● **DOCUMENT SECTION**
Also, although this program has a professional back-up staff including a physiotherapist and a limb-and-brace maker, to my surprise we encountered children with club feet that could have been corrected long before with serial casting, and persons in the tailoring program who had one leg paralyzed by polio and walked with poles, whereas they could have walked more easily with crutches.

2. Jan Vikas Samiti, and Kiran near Varanasi, Uttar Pradesh

Jan Vikas Samiti (JVS) is a “social work” organization of the Varanasi Province of The Indian Missionary Society. It works primarily for the enablement and livelihood enhancement of women living in slums and rural areas. However it now includes an extensive Community Based Rehabilitation initiative assisted by Liliane Fonds. Although the main focus of the CBR program is in the social area (daily living skills, schooling, and “livelihood” opportunities), for the technical side of rehabilitation the program seeks the help of Kiran.

Kiran “Children’s Village” is a large rural rehabilitation center founded by a former nun from Switzerland. The spacious campus includes a school for children with all disabilities (which prepares them for entering public schools), various skills training shops, and a well equipped orthopedic and prosthetic workshop. It has a very capable professional staff covering a wide range of rehabilitation skills. Of its many good technicians, several are disabled. Kiran also has a community outreach program, which works closely with the JVS CBR program.

As result of the collaboration between Jan Vikas and Kiran, this initiative has the best balance between the social and technical aspects of rehabilitation, and the highest quality of services that I encountered on this visit to India. However, at an annual cost of at least $50 per child assisted, the program would be hard for the government to replicate (at least without cutting back on India’s military spending).

3. Network of People with disAbilities Organizations of Andhra Pradesh (NPdO), Hyderabad, AP

The SLF workshop outside of Hyderabad was organized in collaboration with a statewide organization of “disabled activists”, NPdO, that has launched a CBR program in the rural area. Run completely by disabled persons, until now the focus of the program has been entirely on “issues”—that is to say on awareness raising and demands concerning the rights and opportunities of disabled people.

● **TASK**
Pick up the report on community rehabilitation programs in India after its final sentence and write what comes next.

[Stored data entries]
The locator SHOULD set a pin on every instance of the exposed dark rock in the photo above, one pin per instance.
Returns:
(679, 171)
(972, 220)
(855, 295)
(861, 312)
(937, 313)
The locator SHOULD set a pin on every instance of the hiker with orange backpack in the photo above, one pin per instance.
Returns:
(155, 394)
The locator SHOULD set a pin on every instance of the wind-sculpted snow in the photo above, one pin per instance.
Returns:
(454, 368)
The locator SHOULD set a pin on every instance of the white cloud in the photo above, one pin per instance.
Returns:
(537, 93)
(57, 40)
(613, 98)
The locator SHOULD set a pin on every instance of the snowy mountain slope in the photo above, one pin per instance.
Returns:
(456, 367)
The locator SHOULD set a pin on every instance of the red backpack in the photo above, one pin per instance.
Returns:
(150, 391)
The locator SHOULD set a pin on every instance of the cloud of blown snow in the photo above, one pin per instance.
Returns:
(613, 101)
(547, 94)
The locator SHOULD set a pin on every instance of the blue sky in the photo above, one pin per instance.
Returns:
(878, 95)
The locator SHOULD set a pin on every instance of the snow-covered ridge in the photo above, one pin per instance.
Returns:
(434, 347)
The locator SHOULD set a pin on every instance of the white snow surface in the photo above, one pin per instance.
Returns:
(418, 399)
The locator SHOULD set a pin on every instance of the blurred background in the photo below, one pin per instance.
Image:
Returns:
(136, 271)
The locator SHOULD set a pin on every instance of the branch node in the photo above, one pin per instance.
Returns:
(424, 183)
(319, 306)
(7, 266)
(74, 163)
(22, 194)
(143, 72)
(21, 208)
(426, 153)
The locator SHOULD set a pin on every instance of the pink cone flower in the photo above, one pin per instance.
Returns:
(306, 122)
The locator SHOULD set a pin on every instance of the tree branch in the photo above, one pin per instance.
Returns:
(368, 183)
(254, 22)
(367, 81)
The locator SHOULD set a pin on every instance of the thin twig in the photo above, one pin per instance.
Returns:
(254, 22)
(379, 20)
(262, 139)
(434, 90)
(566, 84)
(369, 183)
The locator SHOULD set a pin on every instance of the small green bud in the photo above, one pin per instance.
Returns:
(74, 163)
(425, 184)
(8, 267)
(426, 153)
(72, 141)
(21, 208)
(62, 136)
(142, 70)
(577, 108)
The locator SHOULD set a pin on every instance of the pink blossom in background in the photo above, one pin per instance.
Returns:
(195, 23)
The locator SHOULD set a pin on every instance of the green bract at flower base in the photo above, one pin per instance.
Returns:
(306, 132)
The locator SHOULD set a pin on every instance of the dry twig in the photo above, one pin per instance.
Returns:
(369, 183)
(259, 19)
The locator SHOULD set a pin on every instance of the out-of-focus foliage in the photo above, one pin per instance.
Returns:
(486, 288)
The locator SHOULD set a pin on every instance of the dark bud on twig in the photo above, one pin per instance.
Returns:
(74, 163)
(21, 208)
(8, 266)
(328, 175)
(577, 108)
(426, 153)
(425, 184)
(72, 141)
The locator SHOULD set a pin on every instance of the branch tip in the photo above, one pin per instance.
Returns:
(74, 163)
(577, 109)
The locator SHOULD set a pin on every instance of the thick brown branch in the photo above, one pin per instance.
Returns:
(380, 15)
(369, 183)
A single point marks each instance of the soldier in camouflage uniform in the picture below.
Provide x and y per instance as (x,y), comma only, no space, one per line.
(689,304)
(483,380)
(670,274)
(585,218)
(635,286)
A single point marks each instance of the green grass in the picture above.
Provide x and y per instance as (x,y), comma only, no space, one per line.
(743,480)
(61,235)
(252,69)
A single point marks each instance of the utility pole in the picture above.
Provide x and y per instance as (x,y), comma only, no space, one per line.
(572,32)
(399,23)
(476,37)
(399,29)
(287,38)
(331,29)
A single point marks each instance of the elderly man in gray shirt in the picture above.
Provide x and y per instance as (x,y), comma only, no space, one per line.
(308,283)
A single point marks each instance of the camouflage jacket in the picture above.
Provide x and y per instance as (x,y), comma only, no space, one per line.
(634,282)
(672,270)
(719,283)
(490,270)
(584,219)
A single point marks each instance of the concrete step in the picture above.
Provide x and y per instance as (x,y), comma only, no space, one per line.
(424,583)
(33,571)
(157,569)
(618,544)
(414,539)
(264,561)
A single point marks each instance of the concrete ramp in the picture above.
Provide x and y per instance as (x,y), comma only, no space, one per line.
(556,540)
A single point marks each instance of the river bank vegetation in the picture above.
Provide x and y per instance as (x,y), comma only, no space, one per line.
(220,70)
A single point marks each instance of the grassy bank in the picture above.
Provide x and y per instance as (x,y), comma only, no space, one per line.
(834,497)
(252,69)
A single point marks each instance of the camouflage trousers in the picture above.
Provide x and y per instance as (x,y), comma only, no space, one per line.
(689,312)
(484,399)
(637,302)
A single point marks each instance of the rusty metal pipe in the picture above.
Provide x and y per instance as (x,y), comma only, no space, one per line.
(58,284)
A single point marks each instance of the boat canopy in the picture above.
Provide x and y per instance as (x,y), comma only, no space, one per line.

● **RESPONSE TO THIS TASK**
The NPdO has worked hard to inform disabled persons of their legal rights to education, health care, reduced bus and train fares, economic aid, and other “entitlements.” But in terms of the therapeutic and technical needs of disabled persons, they have done almost nothing. They say they help disabled persons apply to government services for needed surgery, therapy, and assistive equipment. But the results have been almost nil. We saw numerous people in the area crawling or hobbling with sticks who could have managed much better had they received timely therapy and assistive equipment. But there was virtually no therapy happening. And except for one pair of badly adjusted crutches, the only assistive equipment we saw were large hand-powered tricycles—many of them unused because they didn’t meet the needs of the recipients.

Failure of the World Bank Disability Initiative in Andhra Pradesh

In 2002 I went to India as an advisor to the disability component of the World Bank sponsored “Andhra Pradesh Rural Poverty Reduction Program.” At that time many plans were made to help disabled people meet their most pressing needs. But in 2005, at least in the part of rural Andhra Pradesh we visited, disabled people’s needs remained almost totally unmet. The NPdO tries to help people obtain their legal rights, but even that is a frustrating uphill battle.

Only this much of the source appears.